**Exercise aim**
Reproduce the listing in full. Omit the pictures.

[Start of section]

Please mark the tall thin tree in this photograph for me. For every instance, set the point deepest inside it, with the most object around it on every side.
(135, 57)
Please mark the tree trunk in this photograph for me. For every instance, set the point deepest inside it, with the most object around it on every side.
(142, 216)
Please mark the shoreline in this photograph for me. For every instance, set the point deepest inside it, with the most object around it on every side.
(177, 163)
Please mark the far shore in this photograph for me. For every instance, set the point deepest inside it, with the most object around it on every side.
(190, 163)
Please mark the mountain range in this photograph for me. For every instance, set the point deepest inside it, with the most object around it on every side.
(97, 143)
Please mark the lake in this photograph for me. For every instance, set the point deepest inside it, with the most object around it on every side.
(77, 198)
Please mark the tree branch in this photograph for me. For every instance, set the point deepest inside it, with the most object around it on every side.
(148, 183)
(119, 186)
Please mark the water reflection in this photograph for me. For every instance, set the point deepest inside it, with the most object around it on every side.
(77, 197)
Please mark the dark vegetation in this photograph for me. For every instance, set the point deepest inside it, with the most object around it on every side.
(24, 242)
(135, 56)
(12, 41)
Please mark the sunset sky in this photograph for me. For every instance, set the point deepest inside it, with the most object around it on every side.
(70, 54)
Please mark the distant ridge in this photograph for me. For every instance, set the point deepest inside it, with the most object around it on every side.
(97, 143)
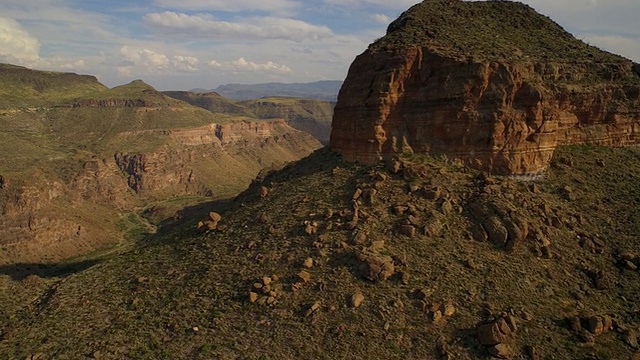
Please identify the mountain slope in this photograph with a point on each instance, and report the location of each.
(319, 90)
(312, 116)
(78, 170)
(184, 294)
(20, 87)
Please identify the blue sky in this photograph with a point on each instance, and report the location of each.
(184, 44)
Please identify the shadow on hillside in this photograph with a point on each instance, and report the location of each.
(21, 271)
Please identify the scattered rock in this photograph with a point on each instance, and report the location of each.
(395, 166)
(533, 353)
(356, 300)
(308, 263)
(630, 338)
(380, 177)
(424, 294)
(310, 228)
(399, 210)
(448, 310)
(446, 207)
(264, 191)
(215, 217)
(494, 333)
(407, 230)
(501, 351)
(356, 194)
(599, 324)
(433, 227)
(313, 308)
(478, 233)
(404, 278)
(369, 196)
(304, 276)
(436, 316)
(434, 193)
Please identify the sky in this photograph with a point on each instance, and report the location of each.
(185, 44)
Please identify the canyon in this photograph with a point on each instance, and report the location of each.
(77, 171)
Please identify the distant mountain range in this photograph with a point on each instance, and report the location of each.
(320, 90)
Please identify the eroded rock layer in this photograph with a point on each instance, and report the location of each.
(496, 86)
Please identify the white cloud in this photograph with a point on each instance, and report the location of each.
(186, 63)
(628, 47)
(398, 4)
(381, 18)
(204, 26)
(242, 65)
(145, 61)
(270, 6)
(16, 44)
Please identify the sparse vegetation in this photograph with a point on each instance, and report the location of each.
(184, 294)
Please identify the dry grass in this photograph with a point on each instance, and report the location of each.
(146, 303)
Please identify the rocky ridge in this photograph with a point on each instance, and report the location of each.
(83, 168)
(493, 85)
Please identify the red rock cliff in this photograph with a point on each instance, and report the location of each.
(499, 112)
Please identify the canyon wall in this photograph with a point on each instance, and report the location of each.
(500, 115)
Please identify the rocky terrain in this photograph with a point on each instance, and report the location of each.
(492, 84)
(418, 256)
(414, 258)
(309, 115)
(320, 90)
(79, 166)
(312, 116)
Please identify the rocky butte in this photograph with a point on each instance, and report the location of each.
(490, 84)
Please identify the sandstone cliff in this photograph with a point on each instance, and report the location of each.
(76, 173)
(493, 85)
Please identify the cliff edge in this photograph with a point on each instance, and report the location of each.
(493, 85)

[End of section]

**Result of this task**
Please mark the tall thin tree in this photograph for me. For every instance, set the point deepest inside it, with the most object around it on every side.
(135, 57)
Please mark the tree trunk in this photograph for me. For every instance, set the point deepest inside it, with the most object around it on every side.
(142, 216)
Please mark the shoreline in this photograph for me. For every instance, set the point deepest inside it, with the most object around it on every side.
(177, 163)
Please mark the far shore in this photograph for me. For every instance, set the point deepest inside it, with the most object around it on every side.
(190, 163)
Please mark the mountain range in this photograph for me. For every instance, set the point deepest inside it, with the most object around it on every side.
(97, 143)
Please mark the lake in this photograph for me. For every instance, set the point deepest inside it, with the most object around it on every side.
(77, 198)
Please mark the tree branch in this photograph for me. For every instance, set the point deepest inside it, with the most object around it on every side.
(148, 183)
(119, 186)
Please mark the water reflection in this photograph for me. For every instance, set the point deepest inside it, with the most object around it on every side.
(77, 197)
Please mark the dark vegetation in this photograph for me. For every instance, set the point deepest inside it, with the most object around it on every side.
(24, 242)
(135, 56)
(12, 41)
Please mark the sunset sky in this photograph for me. For every instance, set the point deepest inside it, with the most object around it on every side.
(70, 54)
Please mark the distant ridge in this photograph for me. For every instance, set the point deepest inside it, with the most object around it on every side.
(97, 143)
Please identify the mountain slope in this photograph with a point on each instance, and report the location of each.
(319, 90)
(312, 116)
(78, 170)
(184, 294)
(20, 87)
Please identify the blue sky in this photograph with a point on each instance, and report the location of each.
(184, 44)
Please identify the shadow on hillside in this photograph with a point on each instance, and report the location of each.
(21, 271)
Please identify the scattered rock in this photograph with a point on each instance, and report the location of each.
(395, 166)
(533, 353)
(356, 300)
(308, 263)
(630, 338)
(380, 177)
(424, 294)
(310, 228)
(399, 210)
(448, 310)
(446, 207)
(264, 191)
(215, 217)
(494, 333)
(407, 230)
(501, 351)
(356, 194)
(599, 324)
(433, 227)
(313, 308)
(478, 233)
(404, 278)
(369, 196)
(304, 276)
(436, 316)
(434, 193)
Please identify the sky in this photograph with a point on each instance, and report the location of each.
(185, 44)
Please identify the canyon in this photograph with a point on each instance, and report the location of each.
(77, 171)
Please identify the distant mountain range in this photograph with a point on each instance, and report the location of each.
(320, 90)
Please identify the eroded rock layer in this photograph with a point on each instance, and report the location of each.
(496, 86)
Please identify the white cloud in this photograph with a point on each instance, and report the location of each.
(186, 63)
(628, 47)
(398, 4)
(381, 18)
(204, 26)
(242, 65)
(145, 61)
(270, 6)
(16, 44)
Please identify the sparse vegetation in this photograph with a point on each instance, and report the location of each.
(184, 294)
Please identify the dry grass in this photograph with a point on each instance, and report the location of each.
(146, 303)
Please identify the rocky ridge in this photograph with a point on each instance, and report the location of each.
(83, 168)
(493, 85)
Please identify the red rock cliff in this photograph with a point on each instance, and report the location of each.
(499, 112)
Please identify the canyon wall in this photograph with a point on each instance, and report the location of each.
(500, 115)
Please identify the rocky terrain in this photograph with a point on each instance, and report the location of each.
(492, 84)
(418, 256)
(414, 258)
(309, 115)
(320, 90)
(79, 166)
(312, 116)
Please identify the rocky butte in this photograph with a point on each instance, and report the location of each.
(490, 84)
Please identify the sandstone cliff in this photograph with a point on each instance, and report the location of each.
(76, 173)
(493, 85)
Please identify the cliff edge in this photograph with a point on each instance, and report the location of each.
(493, 85)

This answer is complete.